(Coordinate annotation items)
◇ ◇ ◇ ◇ ◇

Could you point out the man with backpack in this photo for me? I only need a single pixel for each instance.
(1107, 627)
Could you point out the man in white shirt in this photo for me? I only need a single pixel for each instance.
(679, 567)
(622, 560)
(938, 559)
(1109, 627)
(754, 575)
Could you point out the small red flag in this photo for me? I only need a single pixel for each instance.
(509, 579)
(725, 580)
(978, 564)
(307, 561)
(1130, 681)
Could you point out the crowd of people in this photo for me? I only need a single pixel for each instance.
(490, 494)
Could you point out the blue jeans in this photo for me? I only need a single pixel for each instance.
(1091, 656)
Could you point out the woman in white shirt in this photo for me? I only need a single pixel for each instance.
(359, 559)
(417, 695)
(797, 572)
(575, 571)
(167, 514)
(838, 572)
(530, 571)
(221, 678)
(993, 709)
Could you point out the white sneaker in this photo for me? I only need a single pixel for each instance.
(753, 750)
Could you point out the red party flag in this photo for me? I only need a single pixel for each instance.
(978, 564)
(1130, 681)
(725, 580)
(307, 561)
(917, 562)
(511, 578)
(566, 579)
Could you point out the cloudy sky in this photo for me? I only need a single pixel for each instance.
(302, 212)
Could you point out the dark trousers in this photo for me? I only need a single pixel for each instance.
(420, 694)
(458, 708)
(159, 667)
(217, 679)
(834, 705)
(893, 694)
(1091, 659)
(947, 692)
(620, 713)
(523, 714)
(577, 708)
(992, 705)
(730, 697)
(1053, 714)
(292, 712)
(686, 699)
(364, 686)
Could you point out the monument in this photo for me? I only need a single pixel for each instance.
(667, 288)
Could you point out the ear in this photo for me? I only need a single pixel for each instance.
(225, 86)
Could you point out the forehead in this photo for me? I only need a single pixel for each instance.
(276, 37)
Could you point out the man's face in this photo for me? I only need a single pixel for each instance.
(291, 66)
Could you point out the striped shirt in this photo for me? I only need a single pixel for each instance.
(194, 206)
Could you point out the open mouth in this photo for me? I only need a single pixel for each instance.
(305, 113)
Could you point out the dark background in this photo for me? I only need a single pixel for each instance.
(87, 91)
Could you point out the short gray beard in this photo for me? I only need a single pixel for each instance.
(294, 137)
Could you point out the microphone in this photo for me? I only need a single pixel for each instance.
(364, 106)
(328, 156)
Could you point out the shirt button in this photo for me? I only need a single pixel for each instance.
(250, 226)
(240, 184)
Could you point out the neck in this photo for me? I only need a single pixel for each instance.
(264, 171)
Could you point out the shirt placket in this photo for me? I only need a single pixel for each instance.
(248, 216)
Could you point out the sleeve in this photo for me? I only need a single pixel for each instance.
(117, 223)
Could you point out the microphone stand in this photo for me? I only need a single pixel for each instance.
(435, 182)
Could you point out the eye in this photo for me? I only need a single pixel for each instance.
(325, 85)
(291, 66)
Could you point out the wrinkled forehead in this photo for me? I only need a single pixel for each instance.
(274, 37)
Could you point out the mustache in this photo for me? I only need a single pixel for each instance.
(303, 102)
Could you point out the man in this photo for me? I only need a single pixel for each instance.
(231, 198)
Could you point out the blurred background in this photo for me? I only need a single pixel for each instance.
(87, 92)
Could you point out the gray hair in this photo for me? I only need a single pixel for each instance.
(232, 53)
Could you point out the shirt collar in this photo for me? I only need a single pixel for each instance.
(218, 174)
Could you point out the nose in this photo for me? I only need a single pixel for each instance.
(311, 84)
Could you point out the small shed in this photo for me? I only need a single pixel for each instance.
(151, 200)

◇ ◇ ◇ ◇ ◇

Short task: Return the lines starting at the one containing "Could you point out the man in white" and ending at the one containing "(1091, 656)", both included, copied verbatim.

Full answer:
Could you point out the man in white shirt in this photo for me? I only need a single pixel for each instance.
(679, 567)
(622, 560)
(938, 559)
(1109, 627)
(754, 575)
Could you point out the small red flag in this photo for me? I only need a single pixel for each instance.
(509, 579)
(725, 580)
(978, 564)
(307, 561)
(1130, 681)
Could you point out the crowd of people in this photo for me? I only need a single pixel for each instance.
(490, 494)
Could you point out the blue jeans in this photo for me? I only need a single pixel for each instance.
(1091, 656)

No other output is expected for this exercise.